## Your goal
Beginning with the line where "# test: pointer drops one pin on the brick wall, once" appears, repeat every remaining line of the entries exactly, the last line included.

## Stored data

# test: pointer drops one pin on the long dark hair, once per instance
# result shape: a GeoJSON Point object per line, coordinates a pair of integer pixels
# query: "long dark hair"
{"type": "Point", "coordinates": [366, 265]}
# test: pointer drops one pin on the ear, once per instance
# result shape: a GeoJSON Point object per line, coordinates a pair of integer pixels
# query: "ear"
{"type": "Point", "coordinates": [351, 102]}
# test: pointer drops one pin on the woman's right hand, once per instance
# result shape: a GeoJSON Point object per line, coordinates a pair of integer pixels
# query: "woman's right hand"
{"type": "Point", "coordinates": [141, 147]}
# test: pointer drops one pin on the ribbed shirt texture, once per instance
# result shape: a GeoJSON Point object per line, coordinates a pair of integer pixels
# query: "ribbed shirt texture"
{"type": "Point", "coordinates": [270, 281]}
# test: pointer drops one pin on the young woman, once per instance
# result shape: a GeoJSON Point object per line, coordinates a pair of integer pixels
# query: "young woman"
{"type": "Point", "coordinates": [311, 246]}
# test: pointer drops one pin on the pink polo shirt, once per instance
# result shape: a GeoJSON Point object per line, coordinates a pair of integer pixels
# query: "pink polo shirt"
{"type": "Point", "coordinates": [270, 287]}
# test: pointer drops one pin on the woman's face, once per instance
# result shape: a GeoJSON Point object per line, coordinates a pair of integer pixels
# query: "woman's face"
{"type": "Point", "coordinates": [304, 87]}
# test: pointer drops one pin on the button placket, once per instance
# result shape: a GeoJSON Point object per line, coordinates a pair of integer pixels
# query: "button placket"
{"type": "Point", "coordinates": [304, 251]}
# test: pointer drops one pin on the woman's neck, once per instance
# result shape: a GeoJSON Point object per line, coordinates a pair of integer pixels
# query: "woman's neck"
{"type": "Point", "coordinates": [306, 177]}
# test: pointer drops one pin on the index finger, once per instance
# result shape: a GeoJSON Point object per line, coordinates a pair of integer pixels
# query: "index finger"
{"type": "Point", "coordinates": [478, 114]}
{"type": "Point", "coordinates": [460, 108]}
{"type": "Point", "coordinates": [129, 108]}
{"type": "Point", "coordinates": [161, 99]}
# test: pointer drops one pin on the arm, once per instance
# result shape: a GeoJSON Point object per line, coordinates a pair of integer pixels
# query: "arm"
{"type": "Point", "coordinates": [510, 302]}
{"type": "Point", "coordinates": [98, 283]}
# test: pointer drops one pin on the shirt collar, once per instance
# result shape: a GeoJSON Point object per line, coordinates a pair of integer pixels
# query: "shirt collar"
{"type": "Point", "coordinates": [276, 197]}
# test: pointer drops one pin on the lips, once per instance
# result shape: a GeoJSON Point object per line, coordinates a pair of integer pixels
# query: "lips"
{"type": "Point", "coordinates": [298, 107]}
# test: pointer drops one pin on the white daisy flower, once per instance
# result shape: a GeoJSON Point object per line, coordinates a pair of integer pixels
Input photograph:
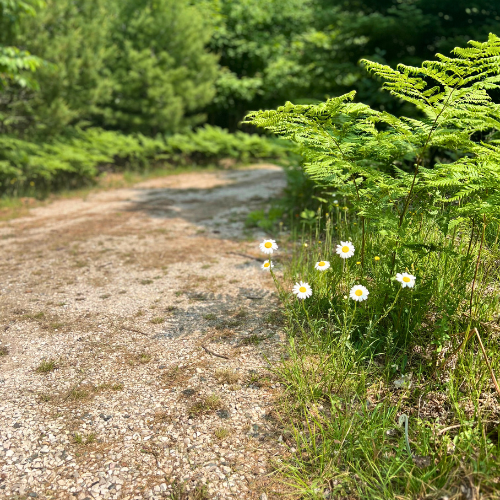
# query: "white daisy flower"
{"type": "Point", "coordinates": [268, 246]}
{"type": "Point", "coordinates": [322, 266]}
{"type": "Point", "coordinates": [302, 290]}
{"type": "Point", "coordinates": [267, 265]}
{"type": "Point", "coordinates": [345, 249]}
{"type": "Point", "coordinates": [359, 293]}
{"type": "Point", "coordinates": [406, 280]}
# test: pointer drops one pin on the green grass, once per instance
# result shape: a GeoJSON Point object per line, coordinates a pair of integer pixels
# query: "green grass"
{"type": "Point", "coordinates": [343, 399]}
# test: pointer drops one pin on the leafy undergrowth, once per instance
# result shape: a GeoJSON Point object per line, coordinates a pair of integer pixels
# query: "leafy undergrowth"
{"type": "Point", "coordinates": [355, 369]}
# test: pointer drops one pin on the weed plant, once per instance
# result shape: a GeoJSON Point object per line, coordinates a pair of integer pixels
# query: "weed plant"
{"type": "Point", "coordinates": [395, 396]}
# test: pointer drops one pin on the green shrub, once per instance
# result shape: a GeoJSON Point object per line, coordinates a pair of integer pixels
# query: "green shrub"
{"type": "Point", "coordinates": [82, 155]}
{"type": "Point", "coordinates": [421, 192]}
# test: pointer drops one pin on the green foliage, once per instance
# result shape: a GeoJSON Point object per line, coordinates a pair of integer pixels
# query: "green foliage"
{"type": "Point", "coordinates": [161, 73]}
{"type": "Point", "coordinates": [382, 163]}
{"type": "Point", "coordinates": [209, 144]}
{"type": "Point", "coordinates": [305, 50]}
{"type": "Point", "coordinates": [116, 64]}
{"type": "Point", "coordinates": [78, 158]}
{"type": "Point", "coordinates": [15, 64]}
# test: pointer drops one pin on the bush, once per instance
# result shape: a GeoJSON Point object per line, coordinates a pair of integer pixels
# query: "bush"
{"type": "Point", "coordinates": [82, 155]}
{"type": "Point", "coordinates": [421, 191]}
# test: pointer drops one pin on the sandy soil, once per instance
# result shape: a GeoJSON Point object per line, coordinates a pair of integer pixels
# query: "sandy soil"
{"type": "Point", "coordinates": [136, 332]}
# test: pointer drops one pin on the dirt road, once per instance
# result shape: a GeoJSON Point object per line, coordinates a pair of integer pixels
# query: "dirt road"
{"type": "Point", "coordinates": [134, 334]}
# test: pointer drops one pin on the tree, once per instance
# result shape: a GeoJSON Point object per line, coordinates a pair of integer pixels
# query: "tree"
{"type": "Point", "coordinates": [161, 73]}
{"type": "Point", "coordinates": [15, 63]}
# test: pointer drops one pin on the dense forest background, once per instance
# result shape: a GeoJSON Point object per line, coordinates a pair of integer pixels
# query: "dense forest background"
{"type": "Point", "coordinates": [90, 83]}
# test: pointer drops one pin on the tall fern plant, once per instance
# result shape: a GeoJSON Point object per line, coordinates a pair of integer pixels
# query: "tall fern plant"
{"type": "Point", "coordinates": [440, 168]}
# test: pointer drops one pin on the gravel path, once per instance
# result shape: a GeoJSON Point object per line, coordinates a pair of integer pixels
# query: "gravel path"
{"type": "Point", "coordinates": [136, 328]}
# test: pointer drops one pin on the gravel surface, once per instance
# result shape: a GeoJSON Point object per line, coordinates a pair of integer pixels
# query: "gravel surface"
{"type": "Point", "coordinates": [137, 328]}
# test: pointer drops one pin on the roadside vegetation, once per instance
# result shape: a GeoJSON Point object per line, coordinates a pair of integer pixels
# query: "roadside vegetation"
{"type": "Point", "coordinates": [391, 388]}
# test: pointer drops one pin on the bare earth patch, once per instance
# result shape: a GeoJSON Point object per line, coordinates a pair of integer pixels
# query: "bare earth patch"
{"type": "Point", "coordinates": [136, 335]}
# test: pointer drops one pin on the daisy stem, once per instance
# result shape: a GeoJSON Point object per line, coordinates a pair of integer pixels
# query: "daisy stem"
{"type": "Point", "coordinates": [305, 310]}
{"type": "Point", "coordinates": [389, 309]}
{"type": "Point", "coordinates": [353, 315]}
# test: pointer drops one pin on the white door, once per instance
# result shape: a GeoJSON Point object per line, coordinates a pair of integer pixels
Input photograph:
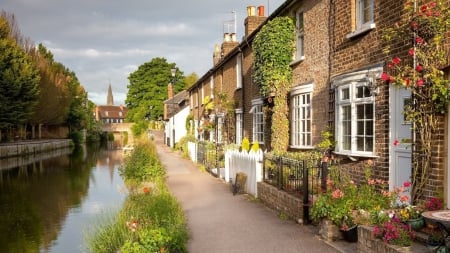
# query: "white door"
{"type": "Point", "coordinates": [400, 140]}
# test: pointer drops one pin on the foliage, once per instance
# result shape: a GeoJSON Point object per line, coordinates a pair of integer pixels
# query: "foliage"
{"type": "Point", "coordinates": [433, 204]}
{"type": "Point", "coordinates": [245, 145]}
{"type": "Point", "coordinates": [343, 197]}
{"type": "Point", "coordinates": [255, 146]}
{"type": "Point", "coordinates": [151, 219]}
{"type": "Point", "coordinates": [395, 232]}
{"type": "Point", "coordinates": [19, 81]}
{"type": "Point", "coordinates": [273, 50]}
{"type": "Point", "coordinates": [142, 164]}
{"type": "Point", "coordinates": [420, 71]}
{"type": "Point", "coordinates": [147, 89]}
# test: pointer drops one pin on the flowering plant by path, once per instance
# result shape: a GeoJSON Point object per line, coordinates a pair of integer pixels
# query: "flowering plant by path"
{"type": "Point", "coordinates": [394, 231]}
{"type": "Point", "coordinates": [347, 205]}
{"type": "Point", "coordinates": [418, 67]}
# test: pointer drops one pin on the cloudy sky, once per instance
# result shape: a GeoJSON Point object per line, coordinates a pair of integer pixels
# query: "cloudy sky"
{"type": "Point", "coordinates": [103, 41]}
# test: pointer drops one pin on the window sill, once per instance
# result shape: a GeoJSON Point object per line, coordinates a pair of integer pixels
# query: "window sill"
{"type": "Point", "coordinates": [361, 31]}
{"type": "Point", "coordinates": [301, 147]}
{"type": "Point", "coordinates": [355, 156]}
{"type": "Point", "coordinates": [295, 62]}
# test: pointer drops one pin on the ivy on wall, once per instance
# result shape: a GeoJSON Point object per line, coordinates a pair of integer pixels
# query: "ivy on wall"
{"type": "Point", "coordinates": [273, 49]}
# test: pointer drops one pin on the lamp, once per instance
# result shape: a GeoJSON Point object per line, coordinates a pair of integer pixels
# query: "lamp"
{"type": "Point", "coordinates": [173, 71]}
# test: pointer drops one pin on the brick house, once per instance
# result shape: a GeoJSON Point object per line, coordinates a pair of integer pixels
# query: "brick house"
{"type": "Point", "coordinates": [336, 85]}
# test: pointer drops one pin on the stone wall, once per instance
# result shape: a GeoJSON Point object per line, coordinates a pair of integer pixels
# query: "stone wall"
{"type": "Point", "coordinates": [281, 201]}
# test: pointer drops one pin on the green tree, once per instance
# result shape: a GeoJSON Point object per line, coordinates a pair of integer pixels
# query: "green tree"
{"type": "Point", "coordinates": [19, 80]}
{"type": "Point", "coordinates": [147, 89]}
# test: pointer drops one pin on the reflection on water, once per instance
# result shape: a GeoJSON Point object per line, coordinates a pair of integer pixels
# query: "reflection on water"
{"type": "Point", "coordinates": [45, 206]}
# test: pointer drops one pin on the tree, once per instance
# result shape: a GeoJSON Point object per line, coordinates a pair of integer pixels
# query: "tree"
{"type": "Point", "coordinates": [418, 68]}
{"type": "Point", "coordinates": [19, 80]}
{"type": "Point", "coordinates": [147, 89]}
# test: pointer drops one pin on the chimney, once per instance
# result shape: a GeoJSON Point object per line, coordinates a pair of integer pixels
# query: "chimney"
{"type": "Point", "coordinates": [252, 21]}
{"type": "Point", "coordinates": [216, 54]}
{"type": "Point", "coordinates": [170, 91]}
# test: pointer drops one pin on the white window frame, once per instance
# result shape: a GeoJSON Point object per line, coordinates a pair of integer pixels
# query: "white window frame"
{"type": "Point", "coordinates": [211, 86]}
{"type": "Point", "coordinates": [362, 25]}
{"type": "Point", "coordinates": [258, 121]}
{"type": "Point", "coordinates": [351, 82]}
{"type": "Point", "coordinates": [300, 30]}
{"type": "Point", "coordinates": [239, 125]}
{"type": "Point", "coordinates": [301, 116]}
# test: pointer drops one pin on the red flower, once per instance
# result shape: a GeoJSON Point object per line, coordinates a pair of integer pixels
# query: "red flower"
{"type": "Point", "coordinates": [419, 40]}
{"type": "Point", "coordinates": [406, 81]}
{"type": "Point", "coordinates": [419, 82]}
{"type": "Point", "coordinates": [419, 68]}
{"type": "Point", "coordinates": [396, 142]}
{"type": "Point", "coordinates": [424, 8]}
{"type": "Point", "coordinates": [391, 79]}
{"type": "Point", "coordinates": [396, 60]}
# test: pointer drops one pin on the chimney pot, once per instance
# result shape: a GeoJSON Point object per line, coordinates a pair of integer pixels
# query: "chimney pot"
{"type": "Point", "coordinates": [261, 10]}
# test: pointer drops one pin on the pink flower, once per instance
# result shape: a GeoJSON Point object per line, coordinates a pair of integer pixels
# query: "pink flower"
{"type": "Point", "coordinates": [406, 82]}
{"type": "Point", "coordinates": [419, 40]}
{"type": "Point", "coordinates": [419, 68]}
{"type": "Point", "coordinates": [419, 82]}
{"type": "Point", "coordinates": [337, 194]}
{"type": "Point", "coordinates": [404, 198]}
{"type": "Point", "coordinates": [396, 142]}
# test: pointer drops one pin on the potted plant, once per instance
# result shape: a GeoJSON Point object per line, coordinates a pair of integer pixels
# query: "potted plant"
{"type": "Point", "coordinates": [395, 232]}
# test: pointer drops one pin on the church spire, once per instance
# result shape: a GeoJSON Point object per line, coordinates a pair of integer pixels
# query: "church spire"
{"type": "Point", "coordinates": [110, 99]}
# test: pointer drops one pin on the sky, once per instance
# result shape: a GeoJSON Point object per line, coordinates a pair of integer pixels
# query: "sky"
{"type": "Point", "coordinates": [103, 41]}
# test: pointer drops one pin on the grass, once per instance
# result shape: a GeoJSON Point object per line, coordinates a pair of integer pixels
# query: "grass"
{"type": "Point", "coordinates": [151, 219]}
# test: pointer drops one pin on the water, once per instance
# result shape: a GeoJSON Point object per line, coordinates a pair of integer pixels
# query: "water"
{"type": "Point", "coordinates": [49, 205]}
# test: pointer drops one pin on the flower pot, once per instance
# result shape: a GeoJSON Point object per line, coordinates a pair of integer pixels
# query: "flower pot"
{"type": "Point", "coordinates": [416, 224]}
{"type": "Point", "coordinates": [351, 234]}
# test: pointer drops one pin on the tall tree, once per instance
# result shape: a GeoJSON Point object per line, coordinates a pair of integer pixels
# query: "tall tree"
{"type": "Point", "coordinates": [19, 81]}
{"type": "Point", "coordinates": [147, 89]}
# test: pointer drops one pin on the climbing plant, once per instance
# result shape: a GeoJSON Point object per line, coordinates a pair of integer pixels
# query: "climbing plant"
{"type": "Point", "coordinates": [420, 71]}
{"type": "Point", "coordinates": [273, 49]}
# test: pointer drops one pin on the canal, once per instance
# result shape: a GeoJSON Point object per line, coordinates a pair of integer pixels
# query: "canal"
{"type": "Point", "coordinates": [49, 205]}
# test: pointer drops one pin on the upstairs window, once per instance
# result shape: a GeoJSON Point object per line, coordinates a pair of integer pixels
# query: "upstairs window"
{"type": "Point", "coordinates": [258, 120]}
{"type": "Point", "coordinates": [301, 118]}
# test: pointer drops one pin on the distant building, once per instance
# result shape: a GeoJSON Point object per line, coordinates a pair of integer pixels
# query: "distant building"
{"type": "Point", "coordinates": [110, 113]}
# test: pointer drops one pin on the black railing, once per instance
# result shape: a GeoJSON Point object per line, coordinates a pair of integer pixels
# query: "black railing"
{"type": "Point", "coordinates": [301, 178]}
{"type": "Point", "coordinates": [210, 155]}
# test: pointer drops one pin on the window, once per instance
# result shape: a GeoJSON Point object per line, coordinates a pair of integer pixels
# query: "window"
{"type": "Point", "coordinates": [355, 119]}
{"type": "Point", "coordinates": [239, 126]}
{"type": "Point", "coordinates": [239, 71]}
{"type": "Point", "coordinates": [211, 86]}
{"type": "Point", "coordinates": [364, 13]}
{"type": "Point", "coordinates": [301, 118]}
{"type": "Point", "coordinates": [258, 120]}
{"type": "Point", "coordinates": [300, 55]}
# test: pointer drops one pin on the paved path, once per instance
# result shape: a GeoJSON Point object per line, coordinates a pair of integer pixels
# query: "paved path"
{"type": "Point", "coordinates": [220, 222]}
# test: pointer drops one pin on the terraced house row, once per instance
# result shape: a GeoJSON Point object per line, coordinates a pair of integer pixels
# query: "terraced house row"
{"type": "Point", "coordinates": [340, 81]}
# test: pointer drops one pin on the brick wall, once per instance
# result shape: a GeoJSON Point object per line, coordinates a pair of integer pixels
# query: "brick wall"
{"type": "Point", "coordinates": [281, 201]}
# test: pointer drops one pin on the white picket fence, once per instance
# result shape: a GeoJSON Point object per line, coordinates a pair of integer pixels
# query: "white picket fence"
{"type": "Point", "coordinates": [250, 163]}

## Answer
# test: pointer drops one pin on the brick wall, once per instance
# result shape: a GeoJSON Point object per line, coordinates a pair of integer pixels
# query: "brick wall"
{"type": "Point", "coordinates": [281, 201]}
# test: pointer drops one pin on the white picket fence, once per instance
# result shape: a GeoJSON Point object per line, coordinates a pair of integer pixels
# query: "white picket fence"
{"type": "Point", "coordinates": [250, 163]}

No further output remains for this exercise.